* [ASSIGNED TASK] Word for word, repeat the records, leaving every picture behind.

==== SOURCE MATERIAL ====

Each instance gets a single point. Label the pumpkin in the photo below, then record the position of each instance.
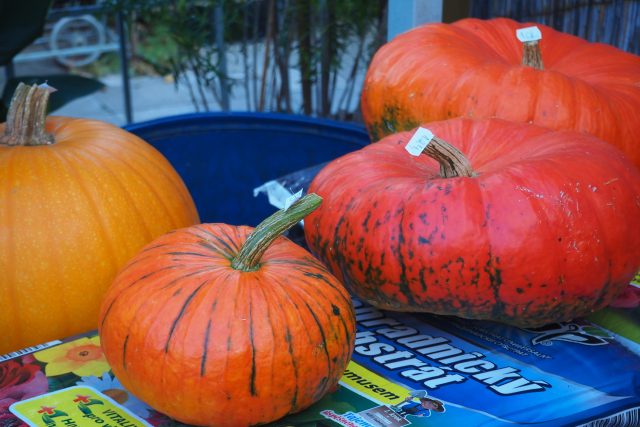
(78, 198)
(519, 224)
(474, 68)
(228, 326)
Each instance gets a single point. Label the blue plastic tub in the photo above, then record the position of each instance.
(222, 157)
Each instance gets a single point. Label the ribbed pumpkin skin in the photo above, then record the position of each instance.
(472, 68)
(547, 230)
(71, 214)
(210, 345)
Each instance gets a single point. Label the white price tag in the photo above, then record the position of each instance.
(292, 199)
(276, 193)
(46, 86)
(419, 141)
(529, 34)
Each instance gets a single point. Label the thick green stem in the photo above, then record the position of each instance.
(26, 117)
(452, 162)
(248, 258)
(531, 55)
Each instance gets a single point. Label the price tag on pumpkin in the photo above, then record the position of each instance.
(292, 199)
(419, 141)
(528, 34)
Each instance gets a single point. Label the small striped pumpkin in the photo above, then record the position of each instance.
(228, 326)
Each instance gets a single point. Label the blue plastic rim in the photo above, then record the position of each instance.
(222, 157)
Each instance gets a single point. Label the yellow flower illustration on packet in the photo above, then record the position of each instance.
(82, 357)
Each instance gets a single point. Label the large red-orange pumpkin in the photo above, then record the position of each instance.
(224, 326)
(78, 198)
(537, 226)
(473, 68)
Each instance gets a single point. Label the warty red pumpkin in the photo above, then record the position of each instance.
(474, 68)
(78, 198)
(225, 326)
(529, 226)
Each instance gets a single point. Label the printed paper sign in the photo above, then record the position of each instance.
(78, 406)
(529, 34)
(419, 141)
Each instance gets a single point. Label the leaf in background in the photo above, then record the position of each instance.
(69, 87)
(21, 22)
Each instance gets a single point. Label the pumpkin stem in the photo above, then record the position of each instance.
(248, 258)
(452, 162)
(26, 117)
(531, 55)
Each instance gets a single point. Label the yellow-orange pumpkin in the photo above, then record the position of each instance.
(78, 198)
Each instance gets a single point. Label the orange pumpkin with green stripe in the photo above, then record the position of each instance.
(228, 326)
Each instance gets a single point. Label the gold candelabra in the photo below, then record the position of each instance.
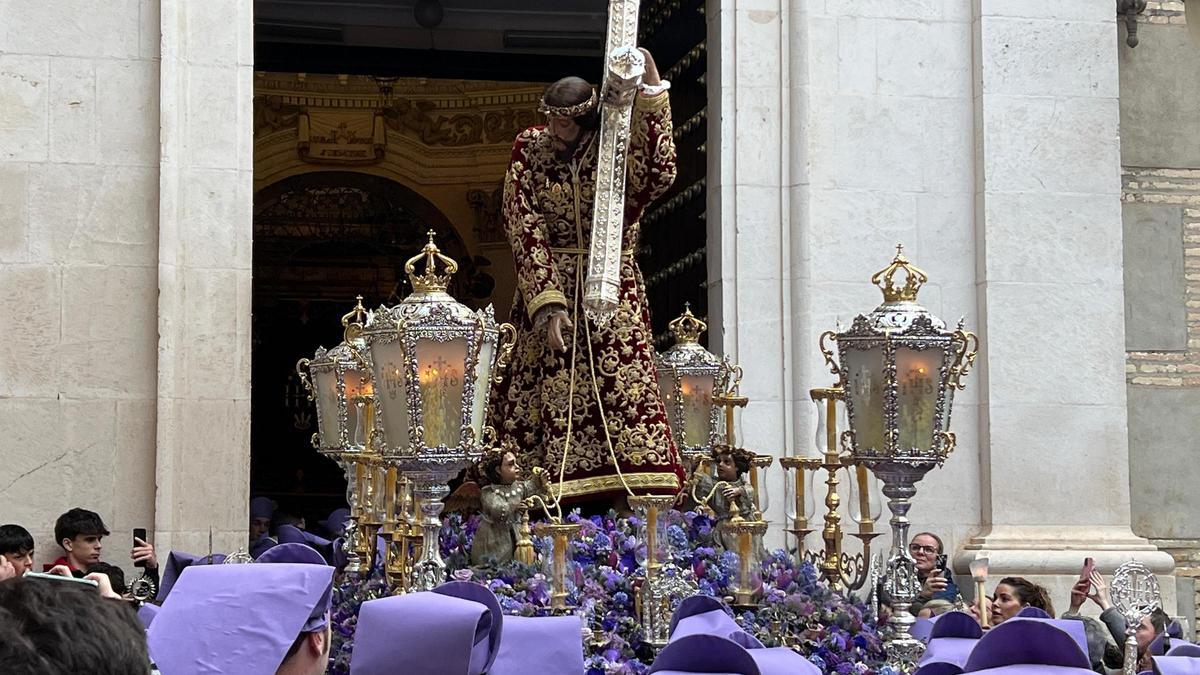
(840, 569)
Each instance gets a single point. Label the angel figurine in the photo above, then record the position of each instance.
(497, 493)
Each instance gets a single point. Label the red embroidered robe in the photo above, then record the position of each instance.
(547, 216)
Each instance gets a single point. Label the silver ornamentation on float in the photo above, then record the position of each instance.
(1135, 593)
(624, 66)
(899, 368)
(432, 360)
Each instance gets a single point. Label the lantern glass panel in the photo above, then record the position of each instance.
(697, 408)
(388, 362)
(483, 384)
(379, 493)
(865, 388)
(327, 406)
(667, 384)
(439, 371)
(917, 383)
(358, 387)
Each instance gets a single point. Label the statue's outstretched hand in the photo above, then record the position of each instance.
(556, 324)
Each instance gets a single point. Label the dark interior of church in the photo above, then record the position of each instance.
(324, 237)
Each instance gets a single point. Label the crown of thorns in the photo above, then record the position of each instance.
(569, 111)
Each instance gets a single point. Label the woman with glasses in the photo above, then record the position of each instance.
(936, 580)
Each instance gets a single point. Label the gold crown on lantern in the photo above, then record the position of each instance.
(431, 281)
(569, 111)
(913, 279)
(687, 328)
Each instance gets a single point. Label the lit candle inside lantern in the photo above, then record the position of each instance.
(441, 380)
(697, 416)
(917, 395)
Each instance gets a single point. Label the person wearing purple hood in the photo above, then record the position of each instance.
(256, 617)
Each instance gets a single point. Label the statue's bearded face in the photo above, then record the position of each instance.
(509, 469)
(563, 131)
(726, 469)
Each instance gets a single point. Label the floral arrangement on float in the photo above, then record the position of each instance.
(834, 631)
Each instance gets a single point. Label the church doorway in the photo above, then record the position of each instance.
(375, 123)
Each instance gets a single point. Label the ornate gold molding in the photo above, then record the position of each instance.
(583, 487)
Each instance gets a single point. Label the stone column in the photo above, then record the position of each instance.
(204, 274)
(748, 230)
(1054, 447)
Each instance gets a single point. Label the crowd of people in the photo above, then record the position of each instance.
(79, 615)
(1017, 596)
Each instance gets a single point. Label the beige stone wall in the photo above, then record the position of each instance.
(78, 264)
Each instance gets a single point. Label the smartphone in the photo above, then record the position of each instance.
(1085, 575)
(139, 533)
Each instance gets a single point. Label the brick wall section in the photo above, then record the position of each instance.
(1182, 187)
(1163, 12)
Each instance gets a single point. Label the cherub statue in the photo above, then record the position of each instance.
(497, 493)
(729, 489)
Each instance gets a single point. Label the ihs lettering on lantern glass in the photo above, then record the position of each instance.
(865, 399)
(442, 389)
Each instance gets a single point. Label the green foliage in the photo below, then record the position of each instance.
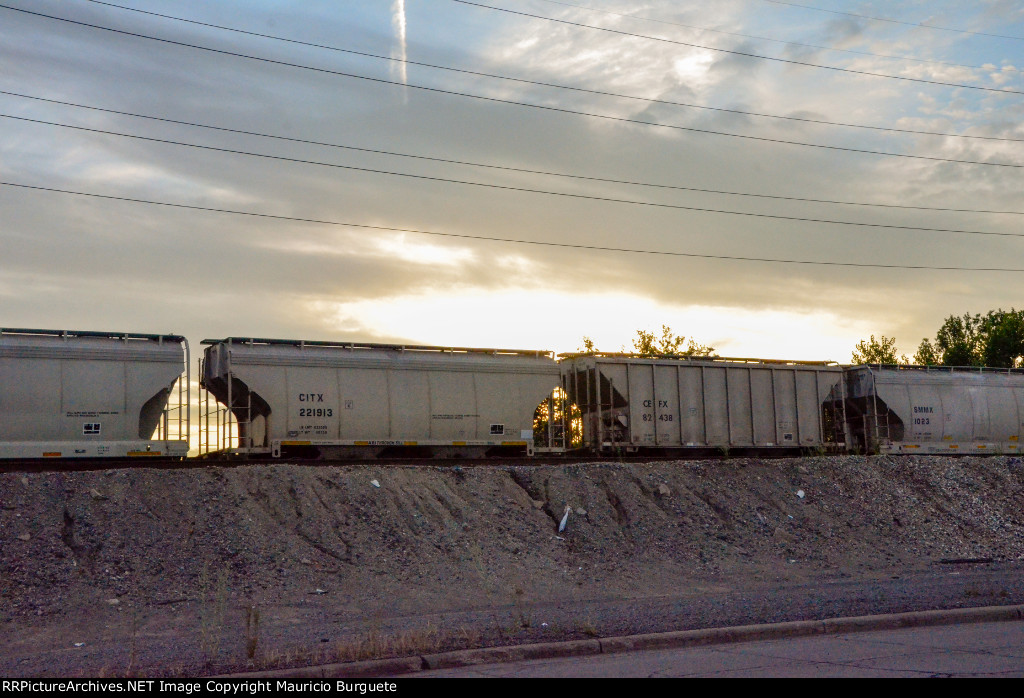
(992, 340)
(958, 341)
(669, 345)
(927, 354)
(878, 351)
(1004, 338)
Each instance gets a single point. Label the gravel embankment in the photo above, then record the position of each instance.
(164, 572)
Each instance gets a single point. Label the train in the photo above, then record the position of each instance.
(71, 394)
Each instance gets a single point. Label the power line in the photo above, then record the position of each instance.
(898, 22)
(514, 102)
(505, 187)
(511, 240)
(751, 36)
(742, 53)
(507, 168)
(538, 83)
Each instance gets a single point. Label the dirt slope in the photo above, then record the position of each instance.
(156, 570)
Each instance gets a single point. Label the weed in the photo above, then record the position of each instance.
(213, 605)
(252, 631)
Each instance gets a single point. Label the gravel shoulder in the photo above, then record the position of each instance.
(182, 572)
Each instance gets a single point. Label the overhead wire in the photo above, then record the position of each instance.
(897, 22)
(507, 168)
(506, 187)
(515, 102)
(749, 36)
(539, 83)
(516, 241)
(747, 54)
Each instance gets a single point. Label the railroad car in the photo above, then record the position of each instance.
(329, 399)
(934, 409)
(686, 404)
(91, 394)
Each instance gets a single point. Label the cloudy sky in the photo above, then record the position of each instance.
(255, 139)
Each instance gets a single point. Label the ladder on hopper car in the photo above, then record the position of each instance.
(220, 429)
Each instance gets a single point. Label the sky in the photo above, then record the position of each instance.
(637, 163)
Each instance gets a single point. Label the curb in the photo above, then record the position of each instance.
(654, 641)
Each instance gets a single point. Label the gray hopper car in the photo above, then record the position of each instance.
(374, 400)
(685, 404)
(88, 394)
(935, 409)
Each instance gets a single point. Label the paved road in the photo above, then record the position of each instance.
(967, 650)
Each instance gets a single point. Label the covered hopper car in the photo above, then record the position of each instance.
(933, 409)
(88, 394)
(377, 400)
(690, 405)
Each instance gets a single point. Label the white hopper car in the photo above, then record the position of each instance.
(90, 394)
(376, 400)
(694, 404)
(935, 409)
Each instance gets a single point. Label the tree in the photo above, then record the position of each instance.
(1003, 338)
(878, 351)
(960, 341)
(927, 355)
(668, 345)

====

* [WORKED SOLUTION]
Each instance gets a single point. Label the pumpkin in the photo below, then record the position of each instance.
(78, 198)
(519, 224)
(474, 68)
(228, 326)
Each instance gets a single point. Label the blue plastic tub in the photo above, then record the position of each instance.
(222, 157)
Each instance gets a single point. Label the ribbed pumpkin skin in the photo above, then record the position of each instance.
(472, 68)
(547, 230)
(71, 214)
(210, 345)
Each instance gets a single point. Label the white price tag in the photo above, then record the position of each instance.
(292, 199)
(276, 193)
(46, 86)
(419, 141)
(529, 34)
Each instance gets a single point. Label the thick green stem in the photo above, then record the position of each instance.
(26, 117)
(452, 162)
(248, 258)
(531, 55)
Each instance gets a single point. Label the price tag on pumpkin in the photo above, then record the position of each instance.
(292, 199)
(419, 141)
(528, 34)
Each instance gets a single point. Label the small striped pumpkin in the photo above, then record the position of each instance.
(228, 326)
Each instance gets a single point. Label the blue plastic rim in the photo above, then record the position of each instance.
(222, 157)
Each instance gets a single point. Label the yellow flower illustration on packet in the photo above, then record the position of each instance.
(82, 357)
Each instance gets a single point. Label the large red-orange pumpkin in the photo above, then record the position of each instance.
(224, 326)
(78, 198)
(537, 226)
(473, 68)
Each instance gets a single point. Label the warty red pumpkin in the photo above, then record the position of each instance.
(474, 68)
(78, 198)
(225, 326)
(529, 226)
Each instance gets a single point. Label the printed paper sign in the photo above, then record the position of each instance.
(78, 406)
(529, 34)
(419, 141)
Each instance gets a single point. Label the leaf in background in the photo above, then record the position of each instance.
(69, 87)
(21, 22)
Each instance gets a single point. Label the pumpkin stem in the photo above, then record the position of each instance.
(248, 258)
(452, 162)
(26, 117)
(531, 55)
Each instance gets a single point. Label the yellow-orange pumpkin in the photo above, then record the position of each instance.
(78, 198)
Each instance gets a single point. Label the orange pumpkin with green stripe in the photo above, then record the position of each instance.
(228, 326)
Each instance gets a single point. Label the gold candelabra in the photo below, then record the position of each instance.
(840, 569)
Each instance gets a single point. Label the angel figurine in the photo above, then record the position of each instance.
(497, 493)
Each instance gets a single point. Label the red embroidered robe in the photo above, then record the position of each instance.
(547, 216)
Each instance gets a single point. Label the silver ornamentation on float in the photo above, then record the position of each instance.
(1135, 593)
(624, 66)
(899, 368)
(432, 360)
Each instance gets a single point. Label the lantern glass panel in the photo above, then record the position of each instance.
(697, 408)
(388, 362)
(483, 384)
(379, 493)
(865, 388)
(327, 406)
(667, 384)
(439, 371)
(917, 383)
(358, 387)
Each instance gets a single point. Label the statue's outstretched hand in the photo above, then record the position of each instance.
(556, 324)
Each instance gets a single point. Label the dark interior of church in the photo above, then record the position of each instance.
(324, 237)
Each instance gets a single point. Label the crown of thorns in the photo above, then record the position of each instance.
(569, 111)
Each instance gets a single point. Label the woman with glasses in the photo above, then record the position of each instance.
(936, 580)
Each instance gets a single point. Label the gold crown on lantern in the photo above, then record the position of each instance.
(431, 281)
(569, 111)
(913, 279)
(687, 328)
Each instance gets a single point. Label the lit candle inside lantern in the photo above, then record the position of each instance.
(441, 380)
(697, 416)
(917, 395)
Each instance gets a single point. Label the person wearing purple hood in the photo above, then record the position of each instance.
(256, 617)
Each instance gets a single point. Label the statue's bearded face in the photo above, then record the position of each instance.
(509, 469)
(563, 131)
(726, 469)
Each instance gets a single point. Label the floral arrangement on float in the photo above, then record the position of each instance.
(834, 631)
Each instance gets a single point. Label the church doorway in the photo above, then record the position of each instance.
(375, 123)
Each instance gets a single point. Label the ornate gold molding in the photo above, then record the position of each instance.
(583, 487)
Each instance gets a single point. Label the stone column in the photo above, then record the position of each instance.
(204, 274)
(748, 230)
(1054, 447)
Each instance gets a single point. Label the crowd of people in the photo above, then record the position of each instance.
(79, 615)
(1017, 596)
Each instance gets a single point. Label the beige stone wall in the photo above, then record the position of each instance.
(78, 264)
Each instance gets a single point. Label the smartphone in the photo above, then record the position of each instance.
(1085, 575)
(139, 533)
Each instance gets a single point. Label the brick wall section in the photo above, then record the position of each instance.
(1182, 187)
(1163, 12)
Each instance gets a single point. Label the cherub statue in the photo above, then record the position of each instance.
(497, 493)
(729, 489)
Each instance gets a single point. Label the ihs lettering on lantern glass in the photo above, then record the position of each instance.
(865, 399)
(442, 389)
Each instance gets a single point. Label the green foliage in the photo below, then record the position of each instance.
(992, 340)
(958, 341)
(669, 345)
(927, 354)
(878, 351)
(1004, 338)
Each instance gets a single point. Label the gravel embankment in the photo above, then record the position of each instance.
(164, 572)
Each instance gets a single point. Label the train in the photo above, then record the position of each instance.
(71, 394)
Each instance gets a single point. Label the power line in the photo above, then record the position of each instance.
(898, 22)
(514, 102)
(505, 187)
(511, 240)
(751, 36)
(742, 53)
(507, 168)
(538, 83)
Each instance gets a single point. Label the dirt slope in the photo above, then record the position of each instance.
(156, 570)
Each instance gets a single point. Label the weed in the photo above, then record the position of each instance.
(213, 605)
(252, 631)
Each instance gets a single point. Label the gravel shoulder in the photo above, then record the position of each instance.
(182, 572)
Each instance gets a single point. Label the overhead wire in the photo above, then record the position of each instance.
(897, 22)
(507, 168)
(506, 187)
(515, 102)
(749, 36)
(539, 83)
(516, 241)
(747, 54)
Each instance gets a single point. Label the railroad car in the photo above, then record the position of each instance.
(329, 399)
(934, 409)
(686, 404)
(91, 394)
Each instance gets a single point. Label the cloudy sky in the photo above, then record the position of each instance.
(255, 139)
Each instance gets a single point. Label the ladder on hopper car in the photo above, then record the position of each instance.
(220, 429)
Each instance gets a single point. Label the sky in the photo above, then record the position of each instance.
(637, 163)
Each instance gets a single point. Label the curb in the photo above, then record the position of each instance.
(654, 641)
Each instance gets a single point. Label the gray hopper car in the photo above, then record the position of each instance.
(374, 400)
(685, 404)
(88, 394)
(935, 409)
Each instance gets a single point. Label the paved road in the photo above, then record the position of each instance.
(967, 650)
Each instance gets a single point. Label the covered hopper car in the photo above, then record the position of each instance.
(933, 409)
(88, 394)
(377, 400)
(690, 405)
Each instance gets a single point. Label the white hopper car in the photo above, then record the position of each instance.
(90, 394)
(376, 400)
(694, 404)
(935, 409)
Each instance gets a single point. Label the tree in the photo above, then record the position of each instance.
(1003, 338)
(878, 351)
(960, 341)
(927, 355)
(668, 345)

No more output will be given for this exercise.